Data records:
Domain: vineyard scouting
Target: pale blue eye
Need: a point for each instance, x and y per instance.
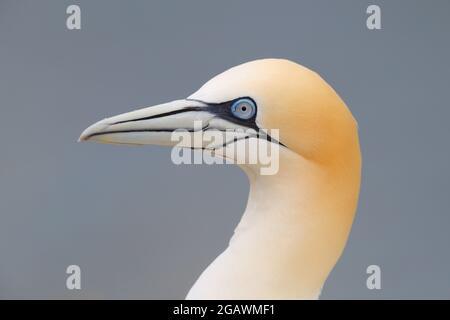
(243, 108)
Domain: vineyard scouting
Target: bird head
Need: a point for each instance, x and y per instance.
(246, 102)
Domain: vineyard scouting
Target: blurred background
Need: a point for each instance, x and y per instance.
(142, 227)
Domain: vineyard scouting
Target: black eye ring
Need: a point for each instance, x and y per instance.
(243, 108)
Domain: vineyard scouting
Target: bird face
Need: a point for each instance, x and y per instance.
(243, 103)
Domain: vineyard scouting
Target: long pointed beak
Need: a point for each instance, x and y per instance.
(151, 125)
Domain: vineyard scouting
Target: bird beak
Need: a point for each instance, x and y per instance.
(151, 125)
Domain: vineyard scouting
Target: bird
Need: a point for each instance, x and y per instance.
(297, 221)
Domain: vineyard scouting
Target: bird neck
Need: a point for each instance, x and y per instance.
(290, 236)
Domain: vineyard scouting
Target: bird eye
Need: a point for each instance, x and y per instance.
(243, 108)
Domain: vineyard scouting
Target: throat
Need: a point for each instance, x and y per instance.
(287, 241)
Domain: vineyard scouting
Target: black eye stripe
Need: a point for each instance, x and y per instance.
(223, 110)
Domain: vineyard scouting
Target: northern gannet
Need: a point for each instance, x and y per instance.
(297, 221)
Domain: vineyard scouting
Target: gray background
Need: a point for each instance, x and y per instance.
(141, 227)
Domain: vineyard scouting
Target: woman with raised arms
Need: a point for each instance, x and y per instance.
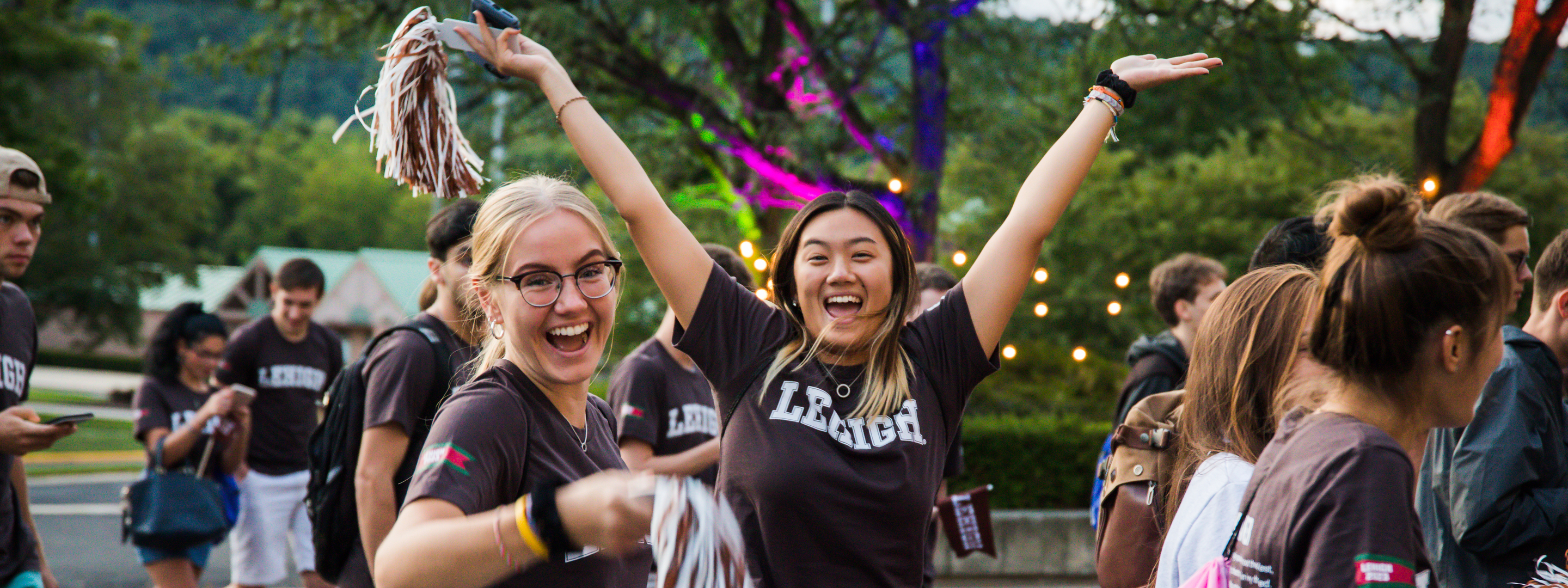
(838, 416)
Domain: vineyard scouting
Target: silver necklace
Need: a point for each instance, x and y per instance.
(843, 391)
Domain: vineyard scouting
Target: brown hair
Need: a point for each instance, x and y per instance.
(1244, 355)
(1392, 277)
(1551, 270)
(302, 273)
(934, 277)
(1481, 211)
(888, 369)
(1180, 278)
(731, 262)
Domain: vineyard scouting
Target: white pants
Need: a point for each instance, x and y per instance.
(272, 512)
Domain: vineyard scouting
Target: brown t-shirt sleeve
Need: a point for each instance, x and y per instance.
(943, 342)
(1362, 529)
(399, 377)
(152, 410)
(239, 358)
(476, 454)
(635, 397)
(731, 336)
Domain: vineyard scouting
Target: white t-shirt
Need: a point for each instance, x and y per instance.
(1205, 521)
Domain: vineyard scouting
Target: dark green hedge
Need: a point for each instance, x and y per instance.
(1040, 462)
(88, 361)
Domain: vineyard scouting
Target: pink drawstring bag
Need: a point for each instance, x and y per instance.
(1212, 574)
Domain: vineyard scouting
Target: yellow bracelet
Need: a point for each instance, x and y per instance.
(529, 537)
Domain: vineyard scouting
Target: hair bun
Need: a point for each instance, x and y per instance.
(1380, 211)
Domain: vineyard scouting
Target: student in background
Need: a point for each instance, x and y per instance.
(1181, 291)
(179, 410)
(289, 361)
(22, 200)
(662, 402)
(1493, 494)
(400, 378)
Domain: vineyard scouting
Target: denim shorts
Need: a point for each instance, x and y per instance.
(198, 554)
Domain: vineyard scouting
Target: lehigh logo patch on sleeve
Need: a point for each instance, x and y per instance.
(444, 454)
(1383, 571)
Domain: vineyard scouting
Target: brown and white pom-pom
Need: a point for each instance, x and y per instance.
(414, 123)
(1548, 576)
(697, 538)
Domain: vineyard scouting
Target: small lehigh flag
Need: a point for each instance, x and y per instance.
(966, 518)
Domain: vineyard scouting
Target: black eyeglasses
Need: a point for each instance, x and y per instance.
(543, 287)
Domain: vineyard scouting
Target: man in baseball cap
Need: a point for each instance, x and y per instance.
(22, 200)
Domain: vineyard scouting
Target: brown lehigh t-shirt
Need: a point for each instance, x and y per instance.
(400, 375)
(289, 378)
(18, 353)
(824, 499)
(163, 405)
(1333, 509)
(662, 403)
(498, 438)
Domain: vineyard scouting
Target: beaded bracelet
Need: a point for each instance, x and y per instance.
(526, 528)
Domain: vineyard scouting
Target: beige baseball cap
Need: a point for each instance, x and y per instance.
(13, 161)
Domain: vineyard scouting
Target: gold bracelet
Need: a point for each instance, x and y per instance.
(564, 107)
(529, 537)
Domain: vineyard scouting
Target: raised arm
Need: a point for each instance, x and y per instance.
(996, 281)
(673, 255)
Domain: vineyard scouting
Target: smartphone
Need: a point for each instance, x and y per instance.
(494, 18)
(70, 419)
(242, 394)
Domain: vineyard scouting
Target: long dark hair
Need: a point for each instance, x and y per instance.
(189, 325)
(888, 369)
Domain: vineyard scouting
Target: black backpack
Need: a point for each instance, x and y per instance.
(334, 454)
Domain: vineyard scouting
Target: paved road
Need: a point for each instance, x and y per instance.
(79, 521)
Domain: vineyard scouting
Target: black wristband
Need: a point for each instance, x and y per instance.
(548, 519)
(1117, 85)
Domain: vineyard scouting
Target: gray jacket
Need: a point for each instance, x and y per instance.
(1493, 496)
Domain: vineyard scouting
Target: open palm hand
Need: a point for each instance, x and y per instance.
(1148, 71)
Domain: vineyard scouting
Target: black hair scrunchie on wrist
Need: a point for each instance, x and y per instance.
(548, 519)
(1117, 85)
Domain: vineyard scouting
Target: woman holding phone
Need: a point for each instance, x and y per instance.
(179, 412)
(838, 413)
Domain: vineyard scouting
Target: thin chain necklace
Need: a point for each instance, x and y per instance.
(843, 391)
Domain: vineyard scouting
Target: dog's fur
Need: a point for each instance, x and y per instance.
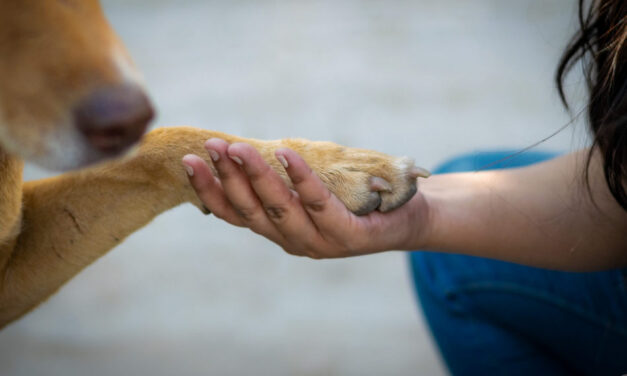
(53, 53)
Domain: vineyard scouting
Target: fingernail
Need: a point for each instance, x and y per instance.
(214, 155)
(236, 159)
(283, 161)
(189, 169)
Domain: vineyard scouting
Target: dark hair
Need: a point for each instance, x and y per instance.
(600, 45)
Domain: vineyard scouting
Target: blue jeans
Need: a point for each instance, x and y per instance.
(492, 317)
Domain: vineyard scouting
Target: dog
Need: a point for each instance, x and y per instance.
(72, 99)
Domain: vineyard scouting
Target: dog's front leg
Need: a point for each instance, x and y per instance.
(71, 220)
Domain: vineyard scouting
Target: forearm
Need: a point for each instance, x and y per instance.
(540, 216)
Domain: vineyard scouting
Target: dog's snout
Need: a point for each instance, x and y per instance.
(114, 118)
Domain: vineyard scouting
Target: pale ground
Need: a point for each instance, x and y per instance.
(189, 295)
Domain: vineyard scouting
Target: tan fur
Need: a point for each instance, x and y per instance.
(53, 228)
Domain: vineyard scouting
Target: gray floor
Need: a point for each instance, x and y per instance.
(189, 295)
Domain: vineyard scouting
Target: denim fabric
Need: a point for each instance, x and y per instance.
(492, 317)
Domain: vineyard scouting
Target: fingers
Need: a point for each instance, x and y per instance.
(238, 191)
(209, 189)
(327, 212)
(280, 204)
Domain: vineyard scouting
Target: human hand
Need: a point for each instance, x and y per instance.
(308, 220)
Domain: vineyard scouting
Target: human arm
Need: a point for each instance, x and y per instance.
(539, 215)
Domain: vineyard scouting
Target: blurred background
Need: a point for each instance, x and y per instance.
(190, 295)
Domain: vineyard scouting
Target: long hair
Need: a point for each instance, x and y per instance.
(600, 45)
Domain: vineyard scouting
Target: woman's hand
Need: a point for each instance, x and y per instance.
(307, 221)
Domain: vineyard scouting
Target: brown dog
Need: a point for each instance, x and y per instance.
(70, 97)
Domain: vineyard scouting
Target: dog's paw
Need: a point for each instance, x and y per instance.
(366, 180)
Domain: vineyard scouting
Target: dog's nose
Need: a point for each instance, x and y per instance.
(114, 118)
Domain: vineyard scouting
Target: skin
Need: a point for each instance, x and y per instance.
(539, 215)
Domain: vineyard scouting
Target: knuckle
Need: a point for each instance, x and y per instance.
(315, 206)
(276, 212)
(299, 179)
(246, 214)
(258, 173)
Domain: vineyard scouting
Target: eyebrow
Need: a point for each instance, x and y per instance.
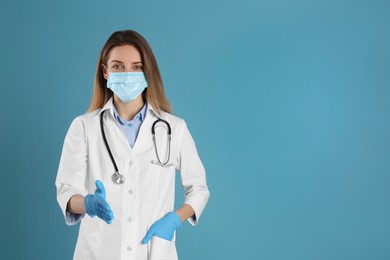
(136, 62)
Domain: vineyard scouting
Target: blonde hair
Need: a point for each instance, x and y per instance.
(154, 93)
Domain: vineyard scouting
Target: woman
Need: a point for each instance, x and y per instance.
(134, 207)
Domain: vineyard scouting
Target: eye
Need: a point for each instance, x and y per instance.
(118, 67)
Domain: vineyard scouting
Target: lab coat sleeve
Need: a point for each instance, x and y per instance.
(72, 169)
(193, 175)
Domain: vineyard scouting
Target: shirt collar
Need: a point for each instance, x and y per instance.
(110, 106)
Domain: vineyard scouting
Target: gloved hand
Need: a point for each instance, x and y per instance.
(163, 228)
(96, 204)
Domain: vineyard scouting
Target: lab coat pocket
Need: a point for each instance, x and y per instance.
(162, 249)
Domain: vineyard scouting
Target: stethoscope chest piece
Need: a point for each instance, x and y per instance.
(118, 178)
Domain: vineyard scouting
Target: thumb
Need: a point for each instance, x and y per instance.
(100, 188)
(149, 235)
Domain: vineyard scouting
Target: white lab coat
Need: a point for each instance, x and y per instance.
(147, 194)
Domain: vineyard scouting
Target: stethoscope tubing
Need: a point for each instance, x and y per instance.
(119, 178)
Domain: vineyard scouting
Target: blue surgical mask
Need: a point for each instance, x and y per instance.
(127, 85)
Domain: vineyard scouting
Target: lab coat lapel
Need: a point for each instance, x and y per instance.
(144, 138)
(116, 139)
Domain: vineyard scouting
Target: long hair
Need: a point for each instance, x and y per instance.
(154, 93)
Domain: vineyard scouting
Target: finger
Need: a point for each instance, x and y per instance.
(100, 188)
(103, 203)
(106, 215)
(149, 235)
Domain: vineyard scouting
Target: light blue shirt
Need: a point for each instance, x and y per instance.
(131, 128)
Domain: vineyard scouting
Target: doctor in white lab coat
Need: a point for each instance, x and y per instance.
(137, 222)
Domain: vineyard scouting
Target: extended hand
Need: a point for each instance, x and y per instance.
(163, 228)
(96, 204)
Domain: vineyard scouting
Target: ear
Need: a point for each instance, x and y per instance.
(105, 72)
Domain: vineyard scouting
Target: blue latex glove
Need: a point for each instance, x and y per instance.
(163, 228)
(96, 204)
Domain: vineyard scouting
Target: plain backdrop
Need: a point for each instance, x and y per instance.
(288, 102)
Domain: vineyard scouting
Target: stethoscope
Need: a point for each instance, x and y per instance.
(119, 178)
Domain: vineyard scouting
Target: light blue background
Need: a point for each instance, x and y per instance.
(288, 102)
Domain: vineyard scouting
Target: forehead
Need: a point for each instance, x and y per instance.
(125, 53)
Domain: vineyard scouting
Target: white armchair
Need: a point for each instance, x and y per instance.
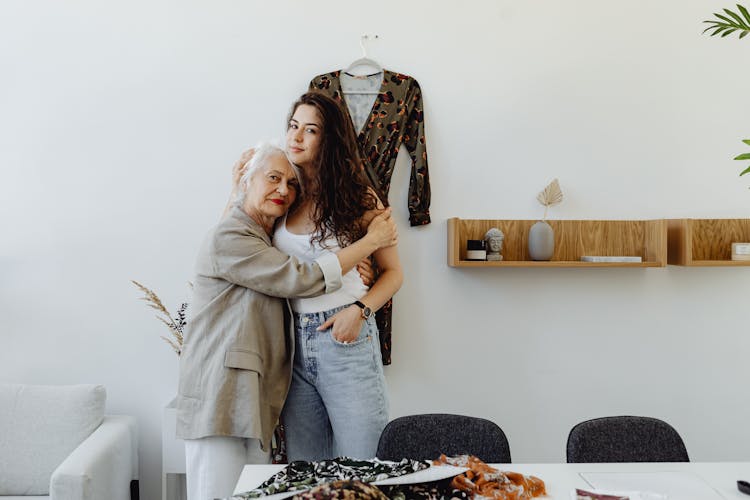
(56, 442)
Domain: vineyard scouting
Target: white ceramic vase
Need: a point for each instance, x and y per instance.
(541, 241)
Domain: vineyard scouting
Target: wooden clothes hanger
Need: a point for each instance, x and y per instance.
(364, 66)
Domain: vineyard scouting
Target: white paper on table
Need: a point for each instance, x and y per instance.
(630, 495)
(674, 484)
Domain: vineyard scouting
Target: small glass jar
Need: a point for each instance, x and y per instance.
(476, 250)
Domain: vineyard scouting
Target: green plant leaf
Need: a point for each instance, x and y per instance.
(744, 12)
(728, 21)
(735, 17)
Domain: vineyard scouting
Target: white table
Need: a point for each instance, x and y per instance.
(560, 479)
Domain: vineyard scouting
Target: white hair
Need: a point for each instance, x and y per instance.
(264, 151)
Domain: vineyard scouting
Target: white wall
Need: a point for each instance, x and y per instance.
(119, 123)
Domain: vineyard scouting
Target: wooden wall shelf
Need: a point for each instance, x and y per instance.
(573, 238)
(706, 242)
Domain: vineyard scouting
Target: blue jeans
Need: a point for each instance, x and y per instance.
(337, 403)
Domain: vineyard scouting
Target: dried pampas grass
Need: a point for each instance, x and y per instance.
(175, 324)
(552, 195)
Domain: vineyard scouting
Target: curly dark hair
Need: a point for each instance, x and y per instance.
(338, 186)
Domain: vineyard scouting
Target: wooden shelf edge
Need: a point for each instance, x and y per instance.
(716, 263)
(571, 263)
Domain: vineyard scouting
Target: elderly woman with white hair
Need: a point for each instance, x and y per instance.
(236, 361)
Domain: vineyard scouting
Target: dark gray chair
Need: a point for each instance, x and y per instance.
(425, 437)
(625, 439)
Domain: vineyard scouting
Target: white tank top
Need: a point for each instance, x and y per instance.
(299, 246)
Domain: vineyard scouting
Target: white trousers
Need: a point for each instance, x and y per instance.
(214, 464)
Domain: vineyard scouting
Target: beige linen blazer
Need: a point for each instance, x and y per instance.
(236, 361)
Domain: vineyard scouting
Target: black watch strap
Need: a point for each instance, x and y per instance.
(366, 311)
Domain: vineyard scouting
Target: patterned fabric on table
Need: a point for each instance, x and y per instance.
(302, 476)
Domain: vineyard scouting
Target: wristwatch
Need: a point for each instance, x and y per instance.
(366, 311)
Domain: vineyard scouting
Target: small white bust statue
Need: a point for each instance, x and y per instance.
(494, 238)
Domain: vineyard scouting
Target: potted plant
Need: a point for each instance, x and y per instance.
(541, 235)
(724, 25)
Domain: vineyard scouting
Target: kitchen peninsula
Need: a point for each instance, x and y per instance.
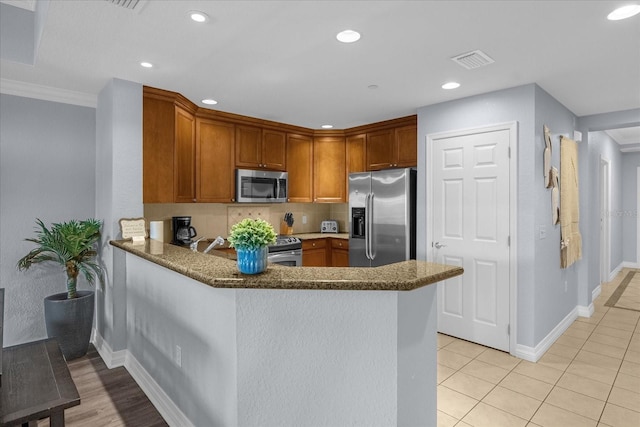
(292, 346)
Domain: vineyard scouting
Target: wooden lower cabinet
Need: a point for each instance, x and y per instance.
(339, 252)
(325, 252)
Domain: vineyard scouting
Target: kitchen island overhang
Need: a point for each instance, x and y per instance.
(220, 272)
(292, 346)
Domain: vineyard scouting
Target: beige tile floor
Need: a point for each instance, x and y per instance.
(589, 377)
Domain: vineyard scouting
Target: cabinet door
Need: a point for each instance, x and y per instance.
(185, 151)
(274, 150)
(158, 130)
(314, 253)
(339, 253)
(380, 149)
(356, 157)
(214, 161)
(407, 146)
(248, 147)
(329, 165)
(300, 168)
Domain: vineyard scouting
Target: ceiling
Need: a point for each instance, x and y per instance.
(280, 60)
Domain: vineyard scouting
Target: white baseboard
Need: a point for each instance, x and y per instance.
(162, 402)
(629, 264)
(585, 311)
(533, 354)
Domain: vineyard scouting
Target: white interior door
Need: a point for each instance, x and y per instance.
(605, 245)
(471, 228)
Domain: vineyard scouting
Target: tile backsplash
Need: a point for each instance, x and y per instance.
(215, 219)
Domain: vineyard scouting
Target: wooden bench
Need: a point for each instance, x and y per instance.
(36, 382)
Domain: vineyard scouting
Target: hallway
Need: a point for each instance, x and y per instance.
(589, 377)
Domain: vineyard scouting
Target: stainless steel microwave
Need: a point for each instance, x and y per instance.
(258, 186)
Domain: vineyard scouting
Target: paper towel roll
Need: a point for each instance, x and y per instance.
(156, 230)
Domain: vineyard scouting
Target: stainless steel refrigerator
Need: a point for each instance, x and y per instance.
(382, 217)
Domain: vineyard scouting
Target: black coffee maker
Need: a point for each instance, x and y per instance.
(183, 232)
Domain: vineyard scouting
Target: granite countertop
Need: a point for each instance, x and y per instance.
(217, 270)
(307, 236)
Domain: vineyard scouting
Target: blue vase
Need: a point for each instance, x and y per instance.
(252, 261)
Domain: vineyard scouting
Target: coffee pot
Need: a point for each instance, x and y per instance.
(183, 232)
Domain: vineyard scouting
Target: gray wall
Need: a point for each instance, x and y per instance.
(542, 300)
(629, 206)
(119, 195)
(589, 195)
(47, 171)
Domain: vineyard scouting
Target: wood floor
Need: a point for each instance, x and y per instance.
(108, 397)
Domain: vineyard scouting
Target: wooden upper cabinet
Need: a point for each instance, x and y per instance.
(407, 146)
(248, 147)
(357, 153)
(329, 166)
(392, 148)
(185, 153)
(215, 151)
(260, 149)
(300, 168)
(158, 131)
(380, 149)
(274, 149)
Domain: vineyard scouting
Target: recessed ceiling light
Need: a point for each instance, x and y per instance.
(451, 85)
(198, 16)
(624, 12)
(348, 36)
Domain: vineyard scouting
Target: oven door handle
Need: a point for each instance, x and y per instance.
(295, 256)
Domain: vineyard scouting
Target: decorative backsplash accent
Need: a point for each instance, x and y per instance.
(237, 213)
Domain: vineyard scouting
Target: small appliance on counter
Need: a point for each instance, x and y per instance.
(286, 226)
(329, 226)
(183, 232)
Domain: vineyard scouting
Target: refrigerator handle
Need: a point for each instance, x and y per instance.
(366, 226)
(372, 254)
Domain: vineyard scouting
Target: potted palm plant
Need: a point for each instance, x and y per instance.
(250, 237)
(71, 245)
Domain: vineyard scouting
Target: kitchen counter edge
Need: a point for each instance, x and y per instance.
(221, 272)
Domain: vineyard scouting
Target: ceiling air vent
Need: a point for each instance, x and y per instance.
(129, 4)
(471, 60)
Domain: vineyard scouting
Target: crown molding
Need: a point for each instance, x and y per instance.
(630, 149)
(47, 93)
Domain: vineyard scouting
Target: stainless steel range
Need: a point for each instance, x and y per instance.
(286, 251)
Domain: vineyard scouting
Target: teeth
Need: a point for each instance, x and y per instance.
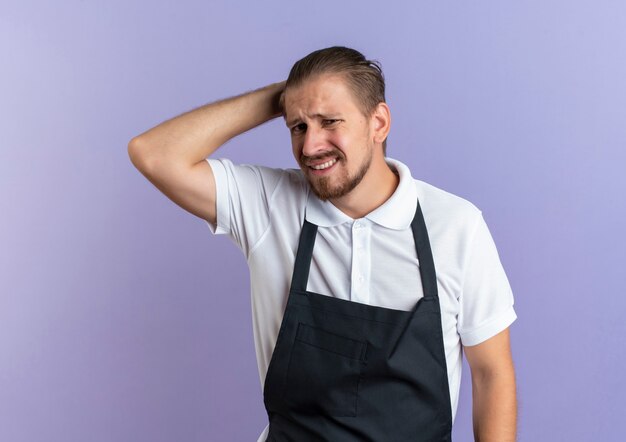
(326, 165)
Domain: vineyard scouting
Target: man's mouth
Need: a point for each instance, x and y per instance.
(325, 165)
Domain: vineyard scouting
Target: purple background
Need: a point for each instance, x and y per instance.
(123, 319)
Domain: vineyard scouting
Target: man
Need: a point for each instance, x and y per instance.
(367, 284)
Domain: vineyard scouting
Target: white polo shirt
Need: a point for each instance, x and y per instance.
(371, 260)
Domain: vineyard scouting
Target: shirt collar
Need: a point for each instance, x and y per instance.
(396, 213)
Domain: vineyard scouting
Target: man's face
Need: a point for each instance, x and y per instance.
(330, 136)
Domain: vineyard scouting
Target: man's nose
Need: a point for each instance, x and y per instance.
(314, 142)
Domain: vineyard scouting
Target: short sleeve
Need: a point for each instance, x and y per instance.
(486, 300)
(243, 197)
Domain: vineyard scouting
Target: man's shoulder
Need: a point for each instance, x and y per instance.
(264, 172)
(444, 205)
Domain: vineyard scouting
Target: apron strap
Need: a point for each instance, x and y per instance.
(303, 257)
(424, 254)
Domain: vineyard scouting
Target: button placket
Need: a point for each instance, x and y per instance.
(361, 258)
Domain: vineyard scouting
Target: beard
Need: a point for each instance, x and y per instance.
(323, 187)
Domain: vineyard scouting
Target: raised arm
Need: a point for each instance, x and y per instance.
(172, 155)
(493, 389)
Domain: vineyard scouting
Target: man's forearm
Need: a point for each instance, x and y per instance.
(193, 136)
(495, 408)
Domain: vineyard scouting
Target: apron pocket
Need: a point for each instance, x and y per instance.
(324, 372)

Written problem:
From the entries above, copy out each line containing the word "dark".

The response:
Target: dark green hedge
Target: long dark hair
Target: dark hair
Target: curly dark hair
Target: dark gray chair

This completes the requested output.